- [Directions for this task]: Nothing outside the stretch is wanted. Repeat exactly the lines of the listing below from the one that contains "[(144, 158)]" through the one that contains "[(32, 322), (12, 433)]", both ends included.

- [Material shown]:
■ ■ ■ ■ ■
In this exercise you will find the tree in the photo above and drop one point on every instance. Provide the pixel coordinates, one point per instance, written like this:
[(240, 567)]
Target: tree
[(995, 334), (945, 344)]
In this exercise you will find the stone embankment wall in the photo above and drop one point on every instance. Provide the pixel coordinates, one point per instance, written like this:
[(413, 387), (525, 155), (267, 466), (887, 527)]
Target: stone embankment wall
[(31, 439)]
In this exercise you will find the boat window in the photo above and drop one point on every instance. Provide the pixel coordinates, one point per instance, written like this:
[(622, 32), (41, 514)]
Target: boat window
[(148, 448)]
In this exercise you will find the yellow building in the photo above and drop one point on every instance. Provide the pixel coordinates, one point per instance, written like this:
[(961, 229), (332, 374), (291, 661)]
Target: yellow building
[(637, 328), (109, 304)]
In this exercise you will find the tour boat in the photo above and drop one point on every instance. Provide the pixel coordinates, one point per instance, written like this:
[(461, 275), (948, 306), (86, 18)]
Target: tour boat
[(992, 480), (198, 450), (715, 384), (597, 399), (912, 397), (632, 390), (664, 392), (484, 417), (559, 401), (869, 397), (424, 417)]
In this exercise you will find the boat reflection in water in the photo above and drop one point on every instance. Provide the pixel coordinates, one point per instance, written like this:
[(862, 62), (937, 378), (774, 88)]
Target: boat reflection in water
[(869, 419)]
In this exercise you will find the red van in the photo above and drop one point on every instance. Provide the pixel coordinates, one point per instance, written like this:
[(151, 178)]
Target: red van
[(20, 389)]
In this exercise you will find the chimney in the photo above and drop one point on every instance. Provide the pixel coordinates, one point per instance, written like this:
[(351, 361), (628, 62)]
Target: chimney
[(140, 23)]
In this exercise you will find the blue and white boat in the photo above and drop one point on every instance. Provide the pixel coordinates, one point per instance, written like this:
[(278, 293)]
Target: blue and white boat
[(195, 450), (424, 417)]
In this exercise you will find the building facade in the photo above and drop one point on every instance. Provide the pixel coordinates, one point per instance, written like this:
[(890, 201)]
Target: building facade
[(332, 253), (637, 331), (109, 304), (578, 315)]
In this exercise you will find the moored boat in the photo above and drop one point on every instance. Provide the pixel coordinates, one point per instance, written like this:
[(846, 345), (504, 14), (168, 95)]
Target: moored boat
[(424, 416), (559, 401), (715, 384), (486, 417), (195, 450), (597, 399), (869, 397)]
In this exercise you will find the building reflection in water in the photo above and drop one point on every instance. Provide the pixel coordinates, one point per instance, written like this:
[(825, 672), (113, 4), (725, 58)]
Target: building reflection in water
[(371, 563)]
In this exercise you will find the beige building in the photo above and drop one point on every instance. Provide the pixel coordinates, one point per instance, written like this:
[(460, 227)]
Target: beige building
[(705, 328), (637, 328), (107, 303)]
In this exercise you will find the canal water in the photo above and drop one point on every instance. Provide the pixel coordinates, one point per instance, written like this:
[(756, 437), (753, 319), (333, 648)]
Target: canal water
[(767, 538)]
■ ■ ■ ■ ■
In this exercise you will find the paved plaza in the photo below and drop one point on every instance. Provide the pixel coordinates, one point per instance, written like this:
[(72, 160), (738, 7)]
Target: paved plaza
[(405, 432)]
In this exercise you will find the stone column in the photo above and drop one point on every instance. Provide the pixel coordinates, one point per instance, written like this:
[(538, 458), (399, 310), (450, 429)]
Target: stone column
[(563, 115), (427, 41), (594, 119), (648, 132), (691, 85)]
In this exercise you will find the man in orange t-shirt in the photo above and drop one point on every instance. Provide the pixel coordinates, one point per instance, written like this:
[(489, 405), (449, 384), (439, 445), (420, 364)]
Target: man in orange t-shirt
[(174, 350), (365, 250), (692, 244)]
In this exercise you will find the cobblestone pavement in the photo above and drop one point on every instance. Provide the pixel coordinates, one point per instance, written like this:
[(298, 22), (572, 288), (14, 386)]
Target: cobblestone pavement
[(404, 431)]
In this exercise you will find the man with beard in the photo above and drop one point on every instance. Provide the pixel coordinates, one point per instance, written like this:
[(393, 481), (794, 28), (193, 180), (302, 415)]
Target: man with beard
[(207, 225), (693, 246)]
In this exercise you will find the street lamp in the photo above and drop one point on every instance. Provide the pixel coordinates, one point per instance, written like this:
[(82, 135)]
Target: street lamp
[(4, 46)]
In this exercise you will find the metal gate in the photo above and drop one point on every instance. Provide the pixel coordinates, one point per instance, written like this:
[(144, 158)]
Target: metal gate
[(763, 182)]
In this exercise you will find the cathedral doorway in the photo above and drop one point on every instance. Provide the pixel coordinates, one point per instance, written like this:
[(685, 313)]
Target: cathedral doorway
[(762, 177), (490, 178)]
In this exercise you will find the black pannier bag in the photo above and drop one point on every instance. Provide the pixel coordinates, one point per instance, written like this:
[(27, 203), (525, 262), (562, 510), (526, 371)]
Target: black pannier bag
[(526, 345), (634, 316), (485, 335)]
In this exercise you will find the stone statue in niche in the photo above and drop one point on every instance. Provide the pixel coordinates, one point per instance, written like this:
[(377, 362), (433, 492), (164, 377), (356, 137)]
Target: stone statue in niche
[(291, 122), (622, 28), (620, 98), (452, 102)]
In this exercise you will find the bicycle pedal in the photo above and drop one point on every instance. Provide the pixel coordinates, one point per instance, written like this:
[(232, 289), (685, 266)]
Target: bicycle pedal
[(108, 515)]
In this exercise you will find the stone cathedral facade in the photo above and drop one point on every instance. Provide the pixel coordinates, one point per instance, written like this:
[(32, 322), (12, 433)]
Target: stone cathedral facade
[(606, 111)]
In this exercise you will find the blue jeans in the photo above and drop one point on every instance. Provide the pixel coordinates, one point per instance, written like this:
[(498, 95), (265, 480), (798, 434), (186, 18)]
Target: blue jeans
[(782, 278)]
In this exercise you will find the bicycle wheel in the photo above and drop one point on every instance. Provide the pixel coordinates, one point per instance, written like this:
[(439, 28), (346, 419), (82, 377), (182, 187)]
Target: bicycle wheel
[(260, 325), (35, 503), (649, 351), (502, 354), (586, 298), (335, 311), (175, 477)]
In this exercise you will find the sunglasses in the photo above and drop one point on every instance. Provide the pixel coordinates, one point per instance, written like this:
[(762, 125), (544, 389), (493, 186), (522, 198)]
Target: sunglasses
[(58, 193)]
■ ■ ■ ■ ■
- [Solution for this exercise]:
[(144, 158)]
Target: metal gate
[(763, 182)]
In this exercise you will find the cathedral doorway in the photo above and drop one point on every instance. Provide the pixel coordinates, one point per instance, written like this:
[(685, 313)]
Target: cathedral doorway
[(762, 177), (490, 178)]
In this exercise you will find the black pannier bag in the photo above and drop one point on every instance. Provide the pixel coordinates, one point per instance, written like this:
[(27, 203), (525, 262), (562, 510), (526, 371)]
Target: black pannier bag
[(526, 345), (634, 316), (485, 335)]
In this exercise you will find the stone statue in niche in the photo above and drop one point on every instance. Provide the pixel coordinates, one point per instance, written like this:
[(377, 362), (433, 492), (164, 377), (356, 137)]
Target: stone statue in niche
[(291, 122), (622, 28), (620, 98), (452, 102)]
In this exercise you will find the bicycle pedal in the photo above and drop one point on every instance. Provide the pixel coordinates, one point per instance, written like this:
[(232, 289), (685, 266)]
Target: bicycle pedal
[(108, 515)]
In this exercise you will find the stone cathedral facade in the photo above and drop one point on every instance. Provide the pixel coordinates, one point per instance, written like this:
[(32, 322), (12, 433)]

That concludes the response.